## GOAL
Pull out the lines below word for word, starting with the line containing "the dark stone" and going on through the last line.
-- start SOURCE RECORDS --
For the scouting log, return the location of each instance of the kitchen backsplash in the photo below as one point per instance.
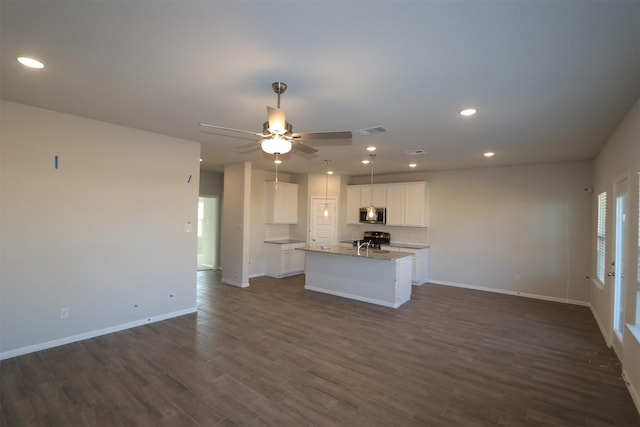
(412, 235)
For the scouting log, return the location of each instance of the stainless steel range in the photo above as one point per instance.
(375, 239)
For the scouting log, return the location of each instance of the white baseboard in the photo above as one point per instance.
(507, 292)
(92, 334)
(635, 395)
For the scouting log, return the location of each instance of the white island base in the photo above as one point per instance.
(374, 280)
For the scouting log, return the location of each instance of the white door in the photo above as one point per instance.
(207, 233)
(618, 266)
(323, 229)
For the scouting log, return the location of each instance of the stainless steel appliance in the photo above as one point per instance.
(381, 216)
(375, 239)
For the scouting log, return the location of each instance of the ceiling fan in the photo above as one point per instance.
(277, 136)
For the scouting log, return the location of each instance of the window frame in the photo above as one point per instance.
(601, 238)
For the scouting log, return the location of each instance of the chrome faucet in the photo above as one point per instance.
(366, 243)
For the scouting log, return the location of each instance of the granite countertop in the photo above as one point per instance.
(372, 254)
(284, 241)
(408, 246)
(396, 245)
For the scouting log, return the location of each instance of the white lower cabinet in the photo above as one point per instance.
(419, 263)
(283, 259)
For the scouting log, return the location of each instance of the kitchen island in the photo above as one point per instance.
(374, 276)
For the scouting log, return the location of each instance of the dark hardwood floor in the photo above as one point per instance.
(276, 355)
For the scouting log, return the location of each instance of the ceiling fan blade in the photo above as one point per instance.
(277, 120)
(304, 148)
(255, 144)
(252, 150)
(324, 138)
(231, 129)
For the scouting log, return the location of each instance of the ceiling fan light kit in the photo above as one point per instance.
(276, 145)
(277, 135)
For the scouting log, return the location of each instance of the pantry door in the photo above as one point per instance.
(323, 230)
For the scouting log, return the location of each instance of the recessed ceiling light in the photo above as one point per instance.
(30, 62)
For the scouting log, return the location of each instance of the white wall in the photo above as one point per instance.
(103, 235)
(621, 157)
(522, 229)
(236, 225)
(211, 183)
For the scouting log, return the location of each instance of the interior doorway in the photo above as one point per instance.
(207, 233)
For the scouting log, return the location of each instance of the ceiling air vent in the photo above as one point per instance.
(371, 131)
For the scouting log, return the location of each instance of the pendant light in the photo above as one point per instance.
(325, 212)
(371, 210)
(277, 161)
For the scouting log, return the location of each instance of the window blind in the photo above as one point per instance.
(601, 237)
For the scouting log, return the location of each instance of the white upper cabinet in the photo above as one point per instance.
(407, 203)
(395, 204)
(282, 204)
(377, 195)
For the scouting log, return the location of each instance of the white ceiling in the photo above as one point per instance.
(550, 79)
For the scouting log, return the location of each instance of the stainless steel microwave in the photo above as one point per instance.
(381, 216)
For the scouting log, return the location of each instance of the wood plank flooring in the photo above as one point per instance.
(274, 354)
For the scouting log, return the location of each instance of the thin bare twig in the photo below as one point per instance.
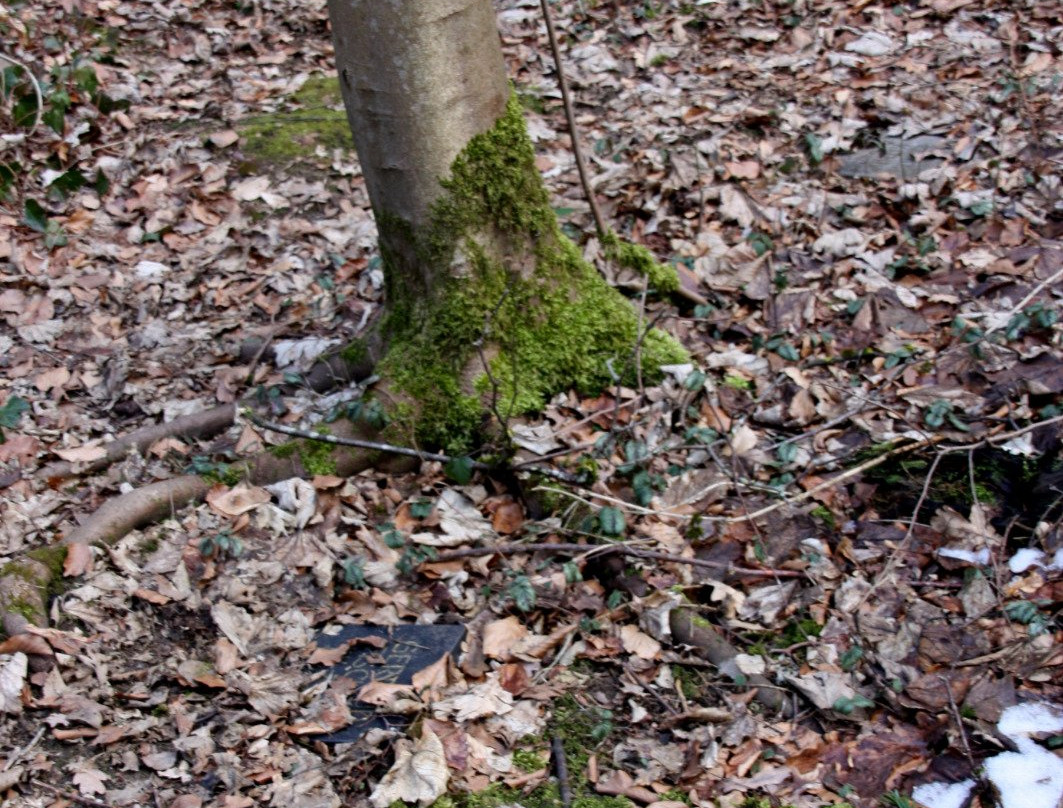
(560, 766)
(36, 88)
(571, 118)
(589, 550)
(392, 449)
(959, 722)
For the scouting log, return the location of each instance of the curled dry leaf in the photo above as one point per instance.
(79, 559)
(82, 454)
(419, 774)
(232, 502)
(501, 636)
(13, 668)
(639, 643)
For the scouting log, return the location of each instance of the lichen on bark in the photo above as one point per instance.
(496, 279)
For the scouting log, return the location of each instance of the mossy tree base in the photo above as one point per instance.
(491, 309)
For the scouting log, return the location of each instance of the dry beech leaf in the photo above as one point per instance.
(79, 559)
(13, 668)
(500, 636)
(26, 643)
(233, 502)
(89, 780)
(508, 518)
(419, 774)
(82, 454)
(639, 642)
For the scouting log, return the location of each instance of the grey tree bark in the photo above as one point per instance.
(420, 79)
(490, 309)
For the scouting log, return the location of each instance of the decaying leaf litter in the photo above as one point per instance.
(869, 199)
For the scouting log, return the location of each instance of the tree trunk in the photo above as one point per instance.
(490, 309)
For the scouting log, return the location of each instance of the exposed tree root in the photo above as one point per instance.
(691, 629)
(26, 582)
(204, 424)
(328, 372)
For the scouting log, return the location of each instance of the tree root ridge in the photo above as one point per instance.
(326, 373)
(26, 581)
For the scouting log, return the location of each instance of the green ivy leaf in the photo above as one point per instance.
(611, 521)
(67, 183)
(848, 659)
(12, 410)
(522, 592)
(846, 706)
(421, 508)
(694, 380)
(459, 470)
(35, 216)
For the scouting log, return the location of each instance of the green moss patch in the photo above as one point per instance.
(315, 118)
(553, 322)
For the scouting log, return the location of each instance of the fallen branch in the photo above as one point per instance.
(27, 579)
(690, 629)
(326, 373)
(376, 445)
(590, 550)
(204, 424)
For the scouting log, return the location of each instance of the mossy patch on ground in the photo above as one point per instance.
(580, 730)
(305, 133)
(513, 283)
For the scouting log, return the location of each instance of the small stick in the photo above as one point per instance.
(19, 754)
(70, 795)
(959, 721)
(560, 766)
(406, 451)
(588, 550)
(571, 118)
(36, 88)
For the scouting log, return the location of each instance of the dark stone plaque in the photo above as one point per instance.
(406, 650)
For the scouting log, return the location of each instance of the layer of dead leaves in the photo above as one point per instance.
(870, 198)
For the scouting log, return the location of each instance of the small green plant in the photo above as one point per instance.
-- end SOURCE RECORDS --
## REPLY TO THE TASK
For the scouting log, return the location of each instance of the dark stone plaque in the photo above as one point per instance.
(406, 650)
For the scouting log, return the location of each instance of the layer of dead leaves in the photo above as one point per instance.
(870, 198)
For the scouting log, return the location of each instance of the small green plant in the photo above as one point per instance.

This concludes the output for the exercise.